Task objective
Reproduce the items verbatim, from the very beginning down to and including the line containing "(1240, 794)".

Supplied data
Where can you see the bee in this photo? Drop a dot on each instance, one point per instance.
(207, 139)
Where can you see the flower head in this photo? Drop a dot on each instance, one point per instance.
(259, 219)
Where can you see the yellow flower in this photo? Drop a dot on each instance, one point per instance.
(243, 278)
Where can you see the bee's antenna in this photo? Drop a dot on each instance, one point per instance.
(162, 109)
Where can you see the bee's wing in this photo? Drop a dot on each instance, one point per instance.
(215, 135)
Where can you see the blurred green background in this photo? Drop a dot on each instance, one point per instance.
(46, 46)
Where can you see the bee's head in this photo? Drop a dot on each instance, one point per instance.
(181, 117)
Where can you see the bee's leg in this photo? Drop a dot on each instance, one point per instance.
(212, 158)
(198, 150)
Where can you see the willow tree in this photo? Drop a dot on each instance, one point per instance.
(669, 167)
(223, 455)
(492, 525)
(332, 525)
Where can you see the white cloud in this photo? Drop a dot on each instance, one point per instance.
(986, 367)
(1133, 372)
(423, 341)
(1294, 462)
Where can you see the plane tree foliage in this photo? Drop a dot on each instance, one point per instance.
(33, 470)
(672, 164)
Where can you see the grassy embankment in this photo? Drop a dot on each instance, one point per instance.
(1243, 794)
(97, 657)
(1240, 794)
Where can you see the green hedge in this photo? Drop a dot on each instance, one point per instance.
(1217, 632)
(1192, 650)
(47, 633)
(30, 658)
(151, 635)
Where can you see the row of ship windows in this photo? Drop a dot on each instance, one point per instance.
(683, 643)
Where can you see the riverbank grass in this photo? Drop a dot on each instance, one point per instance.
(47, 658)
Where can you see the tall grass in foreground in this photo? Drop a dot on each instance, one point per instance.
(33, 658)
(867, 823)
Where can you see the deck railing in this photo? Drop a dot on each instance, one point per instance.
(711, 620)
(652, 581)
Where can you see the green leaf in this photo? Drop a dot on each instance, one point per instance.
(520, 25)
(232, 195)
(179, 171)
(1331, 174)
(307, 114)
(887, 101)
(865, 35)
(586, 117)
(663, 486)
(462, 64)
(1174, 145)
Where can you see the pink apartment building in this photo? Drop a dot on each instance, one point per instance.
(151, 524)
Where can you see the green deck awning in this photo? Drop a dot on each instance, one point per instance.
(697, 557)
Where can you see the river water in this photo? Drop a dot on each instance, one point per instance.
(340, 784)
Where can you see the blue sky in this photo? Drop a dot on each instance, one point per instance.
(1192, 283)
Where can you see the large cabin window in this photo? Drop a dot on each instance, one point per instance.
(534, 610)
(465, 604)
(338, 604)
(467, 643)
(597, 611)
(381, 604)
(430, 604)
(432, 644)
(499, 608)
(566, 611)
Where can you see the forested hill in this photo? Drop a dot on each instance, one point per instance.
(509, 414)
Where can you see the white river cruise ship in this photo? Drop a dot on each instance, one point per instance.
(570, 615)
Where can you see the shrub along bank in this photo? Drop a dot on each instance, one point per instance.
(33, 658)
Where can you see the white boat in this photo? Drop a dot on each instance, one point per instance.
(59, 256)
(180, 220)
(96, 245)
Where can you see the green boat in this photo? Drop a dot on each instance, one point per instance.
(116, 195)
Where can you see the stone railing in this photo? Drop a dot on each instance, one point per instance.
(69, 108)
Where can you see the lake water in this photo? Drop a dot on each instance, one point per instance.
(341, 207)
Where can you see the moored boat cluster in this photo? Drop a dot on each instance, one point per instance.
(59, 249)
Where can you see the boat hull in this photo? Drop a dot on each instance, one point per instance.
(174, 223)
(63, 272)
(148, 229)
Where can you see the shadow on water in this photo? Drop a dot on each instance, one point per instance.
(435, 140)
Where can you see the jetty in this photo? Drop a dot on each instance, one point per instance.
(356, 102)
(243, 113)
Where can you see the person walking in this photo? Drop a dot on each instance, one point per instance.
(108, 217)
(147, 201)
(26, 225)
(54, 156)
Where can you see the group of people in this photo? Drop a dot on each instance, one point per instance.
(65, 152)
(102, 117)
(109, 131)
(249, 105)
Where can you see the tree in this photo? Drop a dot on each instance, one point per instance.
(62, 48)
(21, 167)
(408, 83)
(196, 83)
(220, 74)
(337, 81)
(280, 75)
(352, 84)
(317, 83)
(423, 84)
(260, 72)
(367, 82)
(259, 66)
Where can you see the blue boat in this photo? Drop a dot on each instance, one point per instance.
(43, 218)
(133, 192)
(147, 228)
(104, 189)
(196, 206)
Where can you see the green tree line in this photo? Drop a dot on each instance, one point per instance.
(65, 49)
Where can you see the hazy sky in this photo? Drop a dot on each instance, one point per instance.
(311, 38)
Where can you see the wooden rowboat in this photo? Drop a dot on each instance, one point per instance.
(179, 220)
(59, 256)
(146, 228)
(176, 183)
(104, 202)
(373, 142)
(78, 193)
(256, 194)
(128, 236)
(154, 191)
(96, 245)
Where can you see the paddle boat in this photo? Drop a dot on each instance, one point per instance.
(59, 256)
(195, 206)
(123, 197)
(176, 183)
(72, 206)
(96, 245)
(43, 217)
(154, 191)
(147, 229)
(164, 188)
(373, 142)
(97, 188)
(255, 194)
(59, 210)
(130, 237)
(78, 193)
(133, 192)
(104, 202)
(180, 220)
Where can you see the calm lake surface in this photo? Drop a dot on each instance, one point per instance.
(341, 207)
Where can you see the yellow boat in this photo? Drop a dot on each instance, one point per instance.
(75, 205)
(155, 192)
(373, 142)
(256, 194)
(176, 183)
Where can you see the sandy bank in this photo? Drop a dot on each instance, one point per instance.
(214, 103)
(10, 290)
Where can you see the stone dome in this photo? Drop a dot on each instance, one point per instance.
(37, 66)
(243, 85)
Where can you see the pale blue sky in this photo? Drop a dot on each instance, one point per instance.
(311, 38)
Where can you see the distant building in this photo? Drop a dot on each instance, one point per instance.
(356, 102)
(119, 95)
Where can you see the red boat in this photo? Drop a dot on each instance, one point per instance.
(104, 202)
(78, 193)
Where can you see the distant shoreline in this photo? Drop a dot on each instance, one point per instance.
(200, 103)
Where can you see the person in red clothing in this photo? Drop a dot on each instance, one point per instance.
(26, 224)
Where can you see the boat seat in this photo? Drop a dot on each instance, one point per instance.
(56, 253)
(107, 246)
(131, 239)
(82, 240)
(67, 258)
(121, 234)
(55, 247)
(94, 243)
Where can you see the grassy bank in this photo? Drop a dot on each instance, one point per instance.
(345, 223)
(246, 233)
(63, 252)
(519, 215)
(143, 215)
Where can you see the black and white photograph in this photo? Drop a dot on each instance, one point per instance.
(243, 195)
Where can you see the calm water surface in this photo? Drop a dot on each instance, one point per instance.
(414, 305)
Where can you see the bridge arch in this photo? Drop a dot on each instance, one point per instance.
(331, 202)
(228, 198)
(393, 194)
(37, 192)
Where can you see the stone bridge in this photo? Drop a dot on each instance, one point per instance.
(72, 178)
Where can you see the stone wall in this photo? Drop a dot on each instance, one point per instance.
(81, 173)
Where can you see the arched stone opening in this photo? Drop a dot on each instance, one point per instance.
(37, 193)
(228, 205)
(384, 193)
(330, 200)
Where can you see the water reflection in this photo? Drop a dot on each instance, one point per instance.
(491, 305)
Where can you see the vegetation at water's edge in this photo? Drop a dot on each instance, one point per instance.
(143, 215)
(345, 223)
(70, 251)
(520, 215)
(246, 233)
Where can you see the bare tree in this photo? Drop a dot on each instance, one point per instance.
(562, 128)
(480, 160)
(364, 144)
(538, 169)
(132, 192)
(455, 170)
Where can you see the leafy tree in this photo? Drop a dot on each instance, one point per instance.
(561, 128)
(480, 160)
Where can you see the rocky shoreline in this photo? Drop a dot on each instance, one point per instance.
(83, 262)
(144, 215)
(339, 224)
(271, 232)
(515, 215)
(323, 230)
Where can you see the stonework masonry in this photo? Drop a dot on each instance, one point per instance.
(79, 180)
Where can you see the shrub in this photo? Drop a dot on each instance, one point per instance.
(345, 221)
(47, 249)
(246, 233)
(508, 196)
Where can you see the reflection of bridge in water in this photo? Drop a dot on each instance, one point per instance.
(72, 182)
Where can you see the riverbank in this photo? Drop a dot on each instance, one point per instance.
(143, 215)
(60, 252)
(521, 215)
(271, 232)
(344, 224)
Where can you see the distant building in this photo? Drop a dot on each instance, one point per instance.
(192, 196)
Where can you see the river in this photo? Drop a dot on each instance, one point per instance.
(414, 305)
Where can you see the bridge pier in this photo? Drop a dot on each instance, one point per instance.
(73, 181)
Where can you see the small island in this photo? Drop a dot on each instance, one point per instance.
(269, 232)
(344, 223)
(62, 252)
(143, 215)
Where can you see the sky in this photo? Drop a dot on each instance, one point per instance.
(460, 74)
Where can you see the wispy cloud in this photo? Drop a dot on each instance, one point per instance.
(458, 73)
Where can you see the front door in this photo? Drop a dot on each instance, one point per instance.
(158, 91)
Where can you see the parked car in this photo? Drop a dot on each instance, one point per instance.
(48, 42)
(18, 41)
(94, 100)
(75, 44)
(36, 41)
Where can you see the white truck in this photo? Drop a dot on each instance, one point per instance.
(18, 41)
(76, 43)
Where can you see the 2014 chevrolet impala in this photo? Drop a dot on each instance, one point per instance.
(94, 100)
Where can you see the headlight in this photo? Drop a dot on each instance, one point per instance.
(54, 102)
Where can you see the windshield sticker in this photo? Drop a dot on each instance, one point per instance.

Correct result
Where can you see the bee in this photo? Drop a dot on each instance, one point per instance.
(207, 139)
Where can you see the flower head in this photo? Drop a dot on each instance, one point per instance.
(259, 219)
Where can you see the yellow flower in this photo? Drop a dot on each instance, one point per instance.
(243, 278)
Where can you see the bee's antenna in this photo? Drop a dot on each instance, one point per instance.
(162, 109)
Where can you see the bee's wing in this photo? Drop a dot on each instance, one point per instance.
(215, 135)
Where can you see the blurred green background in this photo? Drop a dot on each instance, one point per instance.
(46, 46)
Where can you see the bee's head in this photo? Drop a dot on each instance, one point per instance.
(181, 117)
Where can you see the bee's leg in this photo? Drop a dot on each instance, one point per instance.
(212, 158)
(198, 150)
Where can you see the willow tree in this photo? Drop a dot on each instance, one point per instance.
(669, 167)
(223, 455)
(492, 525)
(332, 525)
Where can you see the white cloud in this photo? Drop a dot on each instance, one point per instance.
(986, 367)
(1133, 372)
(423, 341)
(1294, 462)
Where can you see the plane tree foliage in this photo? Drop a dot on each instance, one point per instance.
(33, 470)
(672, 164)
Where can you see the grassy embankment in this photo? Drop a dot on each instance, one point per instance.
(1243, 794)
(97, 657)
(1240, 794)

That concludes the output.